• [Task to complete] Copy the lines below verbatim, beginning with the line that includes "lower cabinet and give integer pixel coordinates." and continuing to the end; leave out everything before it.

-- Start Available records --

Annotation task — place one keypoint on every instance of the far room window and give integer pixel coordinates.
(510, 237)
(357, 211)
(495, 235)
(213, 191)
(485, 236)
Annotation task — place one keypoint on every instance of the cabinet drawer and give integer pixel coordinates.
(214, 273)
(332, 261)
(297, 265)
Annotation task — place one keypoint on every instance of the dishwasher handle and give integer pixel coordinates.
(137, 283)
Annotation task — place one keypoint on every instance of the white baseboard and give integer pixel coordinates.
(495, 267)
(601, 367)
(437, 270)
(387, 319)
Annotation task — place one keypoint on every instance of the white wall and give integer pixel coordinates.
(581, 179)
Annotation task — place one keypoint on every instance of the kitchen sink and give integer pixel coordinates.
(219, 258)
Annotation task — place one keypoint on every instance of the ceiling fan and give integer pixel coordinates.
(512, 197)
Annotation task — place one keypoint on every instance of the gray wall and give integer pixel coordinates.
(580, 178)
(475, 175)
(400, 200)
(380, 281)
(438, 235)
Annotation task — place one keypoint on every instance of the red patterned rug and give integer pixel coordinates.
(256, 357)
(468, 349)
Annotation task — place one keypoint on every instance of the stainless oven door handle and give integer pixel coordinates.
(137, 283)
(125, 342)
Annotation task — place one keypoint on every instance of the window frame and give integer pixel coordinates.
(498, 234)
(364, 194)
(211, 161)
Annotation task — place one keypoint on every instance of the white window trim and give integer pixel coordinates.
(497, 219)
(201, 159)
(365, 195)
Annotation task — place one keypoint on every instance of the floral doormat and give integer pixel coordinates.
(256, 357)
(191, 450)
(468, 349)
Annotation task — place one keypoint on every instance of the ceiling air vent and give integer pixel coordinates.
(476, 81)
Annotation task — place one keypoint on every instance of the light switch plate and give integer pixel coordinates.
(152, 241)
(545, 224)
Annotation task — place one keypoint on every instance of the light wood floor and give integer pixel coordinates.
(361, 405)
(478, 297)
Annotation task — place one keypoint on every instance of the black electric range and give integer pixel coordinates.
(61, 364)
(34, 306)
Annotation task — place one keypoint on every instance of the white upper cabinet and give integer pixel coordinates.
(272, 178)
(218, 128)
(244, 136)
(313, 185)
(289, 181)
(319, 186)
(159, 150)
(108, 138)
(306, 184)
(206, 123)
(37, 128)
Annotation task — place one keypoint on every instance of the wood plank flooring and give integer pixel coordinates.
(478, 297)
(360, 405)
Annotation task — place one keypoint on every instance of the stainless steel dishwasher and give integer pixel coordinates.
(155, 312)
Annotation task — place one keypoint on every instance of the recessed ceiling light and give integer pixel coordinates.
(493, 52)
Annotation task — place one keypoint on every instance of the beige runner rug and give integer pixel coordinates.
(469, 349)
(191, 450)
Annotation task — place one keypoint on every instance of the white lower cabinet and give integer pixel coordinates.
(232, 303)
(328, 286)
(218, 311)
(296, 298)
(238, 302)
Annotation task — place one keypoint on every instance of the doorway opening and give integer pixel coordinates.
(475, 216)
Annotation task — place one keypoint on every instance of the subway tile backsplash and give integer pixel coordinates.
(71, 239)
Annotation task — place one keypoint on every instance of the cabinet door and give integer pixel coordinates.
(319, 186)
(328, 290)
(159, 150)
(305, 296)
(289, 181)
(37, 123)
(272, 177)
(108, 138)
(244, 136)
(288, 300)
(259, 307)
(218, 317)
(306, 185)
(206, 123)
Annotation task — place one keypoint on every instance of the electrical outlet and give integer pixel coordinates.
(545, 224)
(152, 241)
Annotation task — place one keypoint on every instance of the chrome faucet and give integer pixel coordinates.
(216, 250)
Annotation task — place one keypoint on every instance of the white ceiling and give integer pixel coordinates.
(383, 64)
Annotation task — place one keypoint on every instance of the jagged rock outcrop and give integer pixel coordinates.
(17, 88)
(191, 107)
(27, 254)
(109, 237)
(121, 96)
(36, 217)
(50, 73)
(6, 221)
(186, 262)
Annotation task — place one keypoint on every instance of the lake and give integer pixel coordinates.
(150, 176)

-- End Available records --

• [Expected output]
Annotation task — place one keypoint on every instance of the white lower cabinet and give integer pixel coordinates.
(232, 303)
(328, 286)
(218, 311)
(296, 298)
(238, 302)
Annotation task — place one keypoint on every instance of the doorway opening and give integer pixel coordinates.
(475, 216)
Annotation task — place one keypoint on every instance of the subway tile backsplash and give integer pixel coordinates.
(71, 239)
Annotation task — place one keypoint on every instance of the cabinet door and give integer pixel coordinates.
(319, 186)
(328, 290)
(159, 150)
(305, 296)
(289, 181)
(37, 123)
(272, 177)
(108, 138)
(244, 136)
(288, 300)
(259, 307)
(218, 317)
(306, 185)
(206, 123)
Annotation task — place one keypoint on every instance of the electrical outlet and give integer pixel coordinates.
(545, 224)
(152, 241)
Annotation task — place one keypoint on every instance of the chrome faucet and give integer pixel coordinates.
(216, 250)
Annotation task — place one keypoint on every instance of the white ceiling and give integer pixel coordinates.
(383, 64)
Annotation task — place one keypoint on every instance of the jagged rock outcrop and give integer pixel coordinates.
(17, 88)
(191, 107)
(27, 254)
(109, 237)
(121, 96)
(36, 217)
(50, 73)
(6, 221)
(186, 262)
Annotation task — place one keypoint on every instance of the lake and give integer pixel coordinates.
(150, 176)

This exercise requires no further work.